- _PAGE TEXT_

--------

Revival and Religious Change

  • In the early nineteenth century, a succession of religious revivals collectively known as the Second Great Awakening remade the nation’s religious landscape

    • The Second Great Awakening emerged in response to powerful intellectual and social currents

    • The market revolution, western expansion, and European immigration all challenged traditional bonds of authority, and evangelicalism promised equal measures of excitement and order

  • Many revivalists abandoned the comparatively formal style of worship observed in the well-established Congregationalist and Episcopalian churches and instead embraced more impassioned forms of worship that included the spontaneous jumping, shouting, and gesturing found in new and alternative denominations

Atlantic Origins of Reform

  • The reform movements that emerged in the United States during the first half of the nineteenth century were not American inventions but were instead rooted in a transatlantic world where both sides of the ocean faced similar problems and together collaborated to find similar solutions (many of factors that affected America also affected Europe and vice versa)

--------

- _PROVIDED DATA_
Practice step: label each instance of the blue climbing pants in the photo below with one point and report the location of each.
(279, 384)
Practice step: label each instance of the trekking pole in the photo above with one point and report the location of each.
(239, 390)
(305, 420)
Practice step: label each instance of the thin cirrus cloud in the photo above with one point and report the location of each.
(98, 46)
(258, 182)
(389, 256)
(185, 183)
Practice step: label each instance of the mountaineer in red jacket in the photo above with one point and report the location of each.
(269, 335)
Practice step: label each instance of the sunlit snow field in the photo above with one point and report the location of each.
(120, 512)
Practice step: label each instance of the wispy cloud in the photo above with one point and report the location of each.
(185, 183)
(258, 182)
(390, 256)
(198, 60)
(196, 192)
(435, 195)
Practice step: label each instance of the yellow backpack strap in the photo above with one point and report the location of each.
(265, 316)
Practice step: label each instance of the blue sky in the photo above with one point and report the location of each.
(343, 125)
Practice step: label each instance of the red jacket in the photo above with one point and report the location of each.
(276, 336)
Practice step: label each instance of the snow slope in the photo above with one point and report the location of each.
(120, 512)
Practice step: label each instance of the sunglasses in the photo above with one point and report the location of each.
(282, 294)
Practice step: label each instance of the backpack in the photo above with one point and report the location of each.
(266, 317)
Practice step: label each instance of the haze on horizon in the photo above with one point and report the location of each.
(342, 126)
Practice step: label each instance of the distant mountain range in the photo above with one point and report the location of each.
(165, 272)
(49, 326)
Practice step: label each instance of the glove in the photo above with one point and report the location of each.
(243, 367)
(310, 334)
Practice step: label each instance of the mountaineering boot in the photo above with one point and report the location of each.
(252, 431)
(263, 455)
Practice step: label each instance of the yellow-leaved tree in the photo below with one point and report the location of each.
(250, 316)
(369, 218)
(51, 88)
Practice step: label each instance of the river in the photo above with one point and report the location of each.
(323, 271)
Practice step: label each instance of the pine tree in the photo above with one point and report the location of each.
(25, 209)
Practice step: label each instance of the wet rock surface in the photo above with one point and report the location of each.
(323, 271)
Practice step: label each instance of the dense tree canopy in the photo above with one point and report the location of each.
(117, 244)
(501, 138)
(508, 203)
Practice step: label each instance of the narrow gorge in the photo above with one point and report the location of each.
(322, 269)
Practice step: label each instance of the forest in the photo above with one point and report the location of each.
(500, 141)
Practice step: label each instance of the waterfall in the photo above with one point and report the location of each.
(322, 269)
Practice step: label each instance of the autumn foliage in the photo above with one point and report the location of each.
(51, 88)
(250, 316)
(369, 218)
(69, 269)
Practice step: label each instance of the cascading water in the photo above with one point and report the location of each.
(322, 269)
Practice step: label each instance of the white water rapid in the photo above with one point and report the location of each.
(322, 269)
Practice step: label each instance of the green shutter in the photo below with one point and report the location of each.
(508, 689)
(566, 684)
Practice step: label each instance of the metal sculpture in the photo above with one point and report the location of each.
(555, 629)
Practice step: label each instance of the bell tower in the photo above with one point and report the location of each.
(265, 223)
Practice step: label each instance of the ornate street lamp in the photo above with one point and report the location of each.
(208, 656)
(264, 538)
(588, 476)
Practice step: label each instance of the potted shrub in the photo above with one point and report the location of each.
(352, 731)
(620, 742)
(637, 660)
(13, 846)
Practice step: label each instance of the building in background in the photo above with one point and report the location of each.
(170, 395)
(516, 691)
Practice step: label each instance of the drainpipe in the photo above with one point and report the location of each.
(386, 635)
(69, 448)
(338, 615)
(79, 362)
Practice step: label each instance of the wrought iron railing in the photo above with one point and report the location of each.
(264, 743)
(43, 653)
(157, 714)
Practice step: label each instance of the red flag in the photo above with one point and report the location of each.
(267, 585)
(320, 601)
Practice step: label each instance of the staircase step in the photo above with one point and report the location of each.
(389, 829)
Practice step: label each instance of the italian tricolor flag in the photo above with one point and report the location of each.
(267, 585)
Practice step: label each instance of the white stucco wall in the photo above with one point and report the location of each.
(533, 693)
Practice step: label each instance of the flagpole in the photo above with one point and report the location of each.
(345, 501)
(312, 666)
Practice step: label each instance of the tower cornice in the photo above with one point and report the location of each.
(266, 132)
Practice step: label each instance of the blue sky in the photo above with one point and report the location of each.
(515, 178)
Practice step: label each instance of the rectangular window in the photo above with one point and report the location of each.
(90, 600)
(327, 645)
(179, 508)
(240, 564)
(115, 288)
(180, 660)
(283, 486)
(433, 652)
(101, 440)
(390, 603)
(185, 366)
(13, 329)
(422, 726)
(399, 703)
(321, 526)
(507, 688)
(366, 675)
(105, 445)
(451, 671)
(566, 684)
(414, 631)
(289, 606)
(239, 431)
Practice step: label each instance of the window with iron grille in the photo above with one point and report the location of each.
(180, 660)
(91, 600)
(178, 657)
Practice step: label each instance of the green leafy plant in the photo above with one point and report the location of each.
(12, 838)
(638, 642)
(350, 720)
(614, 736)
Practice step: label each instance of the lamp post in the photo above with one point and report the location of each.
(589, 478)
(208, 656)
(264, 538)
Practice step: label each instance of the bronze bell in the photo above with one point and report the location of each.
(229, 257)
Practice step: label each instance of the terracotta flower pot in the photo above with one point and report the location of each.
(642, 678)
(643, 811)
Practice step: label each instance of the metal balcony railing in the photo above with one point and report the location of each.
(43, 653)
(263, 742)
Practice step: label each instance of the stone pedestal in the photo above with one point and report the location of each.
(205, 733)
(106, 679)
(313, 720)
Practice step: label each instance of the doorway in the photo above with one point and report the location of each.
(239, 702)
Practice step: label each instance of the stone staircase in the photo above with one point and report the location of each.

--------

- _WHAT NEEDS TO BE DONE_
Condense the paragraph in the revival and reform notes that begins "Many revivalists abandoned" into a short bulleted list that keeps its main facts.

- _FINAL RESULT_
- Many revivalists left behind the relatively formal worship of the established Congregationalist and Episcopalian churches.
- They adopted more impassioned worship.
- This worship included spontaneous jumping, shouting, and gesturing, as found in new and alternative denominations.